BEGIN

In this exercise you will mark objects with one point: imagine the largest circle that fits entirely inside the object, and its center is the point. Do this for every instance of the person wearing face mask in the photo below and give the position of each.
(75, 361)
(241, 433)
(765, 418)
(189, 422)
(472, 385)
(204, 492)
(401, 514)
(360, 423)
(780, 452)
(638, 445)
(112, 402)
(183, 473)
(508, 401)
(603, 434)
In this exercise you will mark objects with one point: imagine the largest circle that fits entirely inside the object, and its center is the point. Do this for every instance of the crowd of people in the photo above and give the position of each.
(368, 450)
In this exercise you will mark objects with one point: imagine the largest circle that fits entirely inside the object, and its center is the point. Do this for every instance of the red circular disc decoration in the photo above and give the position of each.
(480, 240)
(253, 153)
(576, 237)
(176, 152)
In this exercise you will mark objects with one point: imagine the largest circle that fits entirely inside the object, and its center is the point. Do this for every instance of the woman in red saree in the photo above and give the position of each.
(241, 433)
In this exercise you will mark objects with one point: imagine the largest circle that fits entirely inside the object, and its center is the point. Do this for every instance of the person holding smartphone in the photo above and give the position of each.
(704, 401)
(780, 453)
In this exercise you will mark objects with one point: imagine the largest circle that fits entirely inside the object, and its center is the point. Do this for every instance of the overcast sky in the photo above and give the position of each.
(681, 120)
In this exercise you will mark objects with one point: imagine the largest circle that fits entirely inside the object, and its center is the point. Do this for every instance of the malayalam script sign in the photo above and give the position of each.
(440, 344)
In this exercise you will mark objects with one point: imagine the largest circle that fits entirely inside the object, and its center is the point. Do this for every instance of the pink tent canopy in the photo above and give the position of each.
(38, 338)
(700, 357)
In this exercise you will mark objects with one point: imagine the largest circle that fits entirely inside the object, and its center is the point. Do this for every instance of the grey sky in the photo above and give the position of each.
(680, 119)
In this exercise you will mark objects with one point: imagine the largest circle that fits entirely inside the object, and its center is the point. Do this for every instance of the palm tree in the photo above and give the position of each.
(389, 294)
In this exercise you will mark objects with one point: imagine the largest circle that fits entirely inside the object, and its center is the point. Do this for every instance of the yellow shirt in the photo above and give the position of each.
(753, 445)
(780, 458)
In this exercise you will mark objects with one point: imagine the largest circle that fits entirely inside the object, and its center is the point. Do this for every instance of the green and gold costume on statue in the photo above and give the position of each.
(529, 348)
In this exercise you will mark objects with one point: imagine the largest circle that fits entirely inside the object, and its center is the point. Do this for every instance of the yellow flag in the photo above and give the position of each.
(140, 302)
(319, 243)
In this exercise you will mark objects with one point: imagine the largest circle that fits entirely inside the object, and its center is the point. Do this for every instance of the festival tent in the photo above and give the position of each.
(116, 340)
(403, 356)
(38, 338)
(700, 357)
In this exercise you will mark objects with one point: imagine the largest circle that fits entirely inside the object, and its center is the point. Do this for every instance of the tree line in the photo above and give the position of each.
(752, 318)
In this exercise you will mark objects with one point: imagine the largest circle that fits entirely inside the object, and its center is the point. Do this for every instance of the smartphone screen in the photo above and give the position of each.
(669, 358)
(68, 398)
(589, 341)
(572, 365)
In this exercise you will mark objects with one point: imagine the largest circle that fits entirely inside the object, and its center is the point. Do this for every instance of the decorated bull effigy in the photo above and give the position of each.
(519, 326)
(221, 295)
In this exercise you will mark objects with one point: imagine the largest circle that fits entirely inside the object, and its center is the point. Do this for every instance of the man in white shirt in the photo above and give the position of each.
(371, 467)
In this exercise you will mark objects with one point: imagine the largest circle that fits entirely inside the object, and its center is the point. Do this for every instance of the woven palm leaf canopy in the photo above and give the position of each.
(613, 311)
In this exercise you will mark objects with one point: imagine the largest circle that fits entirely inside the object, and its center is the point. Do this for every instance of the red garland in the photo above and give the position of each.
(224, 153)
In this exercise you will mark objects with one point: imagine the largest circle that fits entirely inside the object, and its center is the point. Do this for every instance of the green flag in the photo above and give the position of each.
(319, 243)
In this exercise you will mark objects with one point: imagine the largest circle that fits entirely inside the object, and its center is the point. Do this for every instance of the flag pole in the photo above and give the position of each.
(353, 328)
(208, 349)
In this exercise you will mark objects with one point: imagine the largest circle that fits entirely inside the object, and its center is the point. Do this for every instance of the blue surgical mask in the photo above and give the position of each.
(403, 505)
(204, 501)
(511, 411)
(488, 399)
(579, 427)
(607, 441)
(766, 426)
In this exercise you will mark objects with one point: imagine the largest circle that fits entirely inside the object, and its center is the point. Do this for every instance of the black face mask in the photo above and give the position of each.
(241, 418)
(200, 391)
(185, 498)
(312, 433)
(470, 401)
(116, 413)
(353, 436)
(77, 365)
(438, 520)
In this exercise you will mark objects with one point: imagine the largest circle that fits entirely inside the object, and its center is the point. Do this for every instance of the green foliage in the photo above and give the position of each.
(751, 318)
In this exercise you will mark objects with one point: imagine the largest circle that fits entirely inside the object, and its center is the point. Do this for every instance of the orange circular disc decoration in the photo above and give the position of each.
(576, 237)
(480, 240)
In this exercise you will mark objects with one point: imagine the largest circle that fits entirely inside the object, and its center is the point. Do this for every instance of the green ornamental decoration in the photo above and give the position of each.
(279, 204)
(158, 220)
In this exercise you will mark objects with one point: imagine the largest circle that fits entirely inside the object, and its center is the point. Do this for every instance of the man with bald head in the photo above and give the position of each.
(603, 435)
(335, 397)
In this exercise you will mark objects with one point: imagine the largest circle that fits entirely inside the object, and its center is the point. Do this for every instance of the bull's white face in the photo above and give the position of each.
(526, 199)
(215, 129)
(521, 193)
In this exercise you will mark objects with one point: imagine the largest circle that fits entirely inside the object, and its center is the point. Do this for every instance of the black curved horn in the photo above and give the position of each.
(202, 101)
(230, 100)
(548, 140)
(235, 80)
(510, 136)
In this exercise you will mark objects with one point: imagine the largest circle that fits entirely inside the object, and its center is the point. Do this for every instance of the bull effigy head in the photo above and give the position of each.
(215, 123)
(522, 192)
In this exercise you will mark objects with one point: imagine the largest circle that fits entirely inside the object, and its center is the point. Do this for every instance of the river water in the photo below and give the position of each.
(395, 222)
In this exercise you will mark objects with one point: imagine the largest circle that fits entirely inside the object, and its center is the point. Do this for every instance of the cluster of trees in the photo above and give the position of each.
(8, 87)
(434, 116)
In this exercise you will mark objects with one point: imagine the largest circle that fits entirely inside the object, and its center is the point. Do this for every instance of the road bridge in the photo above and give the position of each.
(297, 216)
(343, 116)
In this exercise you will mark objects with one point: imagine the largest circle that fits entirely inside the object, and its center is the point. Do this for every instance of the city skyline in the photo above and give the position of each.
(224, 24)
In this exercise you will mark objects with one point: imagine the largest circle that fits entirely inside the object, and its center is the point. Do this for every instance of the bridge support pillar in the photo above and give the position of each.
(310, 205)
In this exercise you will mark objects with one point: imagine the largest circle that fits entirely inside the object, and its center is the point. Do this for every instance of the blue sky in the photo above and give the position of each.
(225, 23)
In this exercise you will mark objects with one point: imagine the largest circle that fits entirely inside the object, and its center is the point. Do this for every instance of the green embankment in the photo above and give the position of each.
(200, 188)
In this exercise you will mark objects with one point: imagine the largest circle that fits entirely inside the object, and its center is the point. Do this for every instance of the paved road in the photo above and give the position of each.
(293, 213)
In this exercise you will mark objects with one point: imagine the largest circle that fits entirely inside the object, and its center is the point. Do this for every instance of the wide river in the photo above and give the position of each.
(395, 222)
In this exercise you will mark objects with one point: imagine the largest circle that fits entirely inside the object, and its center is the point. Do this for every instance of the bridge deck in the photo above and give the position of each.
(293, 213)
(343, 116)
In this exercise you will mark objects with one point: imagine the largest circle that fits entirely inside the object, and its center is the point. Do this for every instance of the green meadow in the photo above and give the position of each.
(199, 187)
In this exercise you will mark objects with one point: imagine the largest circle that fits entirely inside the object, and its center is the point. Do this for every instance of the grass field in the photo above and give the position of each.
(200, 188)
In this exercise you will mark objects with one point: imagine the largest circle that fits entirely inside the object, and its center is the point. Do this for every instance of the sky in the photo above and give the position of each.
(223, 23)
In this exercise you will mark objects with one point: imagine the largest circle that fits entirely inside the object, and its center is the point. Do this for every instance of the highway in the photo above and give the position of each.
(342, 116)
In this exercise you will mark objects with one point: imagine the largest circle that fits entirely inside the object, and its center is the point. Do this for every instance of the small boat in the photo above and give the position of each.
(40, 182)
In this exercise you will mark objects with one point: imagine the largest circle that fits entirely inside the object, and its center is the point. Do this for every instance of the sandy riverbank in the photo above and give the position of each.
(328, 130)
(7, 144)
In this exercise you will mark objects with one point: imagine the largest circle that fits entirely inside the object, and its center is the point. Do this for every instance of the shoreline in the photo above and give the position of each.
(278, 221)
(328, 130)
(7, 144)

END

■ **Task brief**
Make an exact copy of the lines running from the one with "instance of the sky" to the last line of the listing, including both ends.

■ **Output of the task**
In this exercise you will mark objects with one point: imagine the largest circle that fits entirely inside the object, and its center is the point. Do this for every instance of the sky in the photo above and give the position of each.
(223, 23)
In this exercise you will mark objects with one point: imagine the largest circle that fits entirely inside the object, and its center is the point. Do this for every instance of the highway in the photo above and give the position of each.
(342, 116)
In this exercise you will mark objects with one point: imagine the largest circle that fits entirely inside the object, and its center is the point. Do this for every instance of the small boat in the photo above and give the position of each.
(40, 182)
In this exercise you will mark objects with one point: imagine the largest circle that fits entirely inside the object, and its center is the point. Do this for every instance of the sandy riverbank in the photo above and give the position of each.
(328, 130)
(7, 144)
In this exercise you will mark objects with one point: imagine the largest circle that fits entirely inside the object, and its center is the point. Do this for every instance of the shoreline in the photo above and give the position of each.
(278, 221)
(328, 130)
(7, 144)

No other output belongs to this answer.